◆ Problem ◆
What you return should be the lines of the data containing "reply", each in full.

◆ Available data ◆

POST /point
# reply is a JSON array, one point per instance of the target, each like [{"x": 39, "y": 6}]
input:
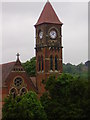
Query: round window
[{"x": 18, "y": 81}]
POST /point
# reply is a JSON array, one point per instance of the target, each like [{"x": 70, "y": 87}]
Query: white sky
[{"x": 18, "y": 32}]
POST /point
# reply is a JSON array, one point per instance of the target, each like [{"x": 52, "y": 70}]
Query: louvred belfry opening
[
  {"x": 48, "y": 46},
  {"x": 48, "y": 15}
]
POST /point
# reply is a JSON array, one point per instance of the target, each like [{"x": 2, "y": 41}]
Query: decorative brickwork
[{"x": 48, "y": 46}]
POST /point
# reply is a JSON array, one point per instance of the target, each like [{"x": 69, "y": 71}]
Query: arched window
[
  {"x": 39, "y": 63},
  {"x": 56, "y": 63},
  {"x": 23, "y": 91},
  {"x": 13, "y": 92},
  {"x": 42, "y": 62},
  {"x": 18, "y": 82},
  {"x": 51, "y": 62}
]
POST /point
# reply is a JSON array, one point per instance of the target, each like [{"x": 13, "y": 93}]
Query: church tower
[{"x": 48, "y": 46}]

◆ Response ◆
# reply is a JSON array, one point per instance of the target, each like [{"x": 39, "y": 6}]
# reply is a JSON array, one point per instance of the target, each like [{"x": 70, "y": 87}]
# reply is a JSON array, one point per instance of the target, each like [{"x": 52, "y": 70}]
# reply is a JSON array, one point per instance of the target, each like [{"x": 2, "y": 41}]
# reply is a JSON array, one point per instance of the target, each like [{"x": 69, "y": 71}]
# reply is a JSON array, one point per instance of the target, each like [{"x": 13, "y": 93}]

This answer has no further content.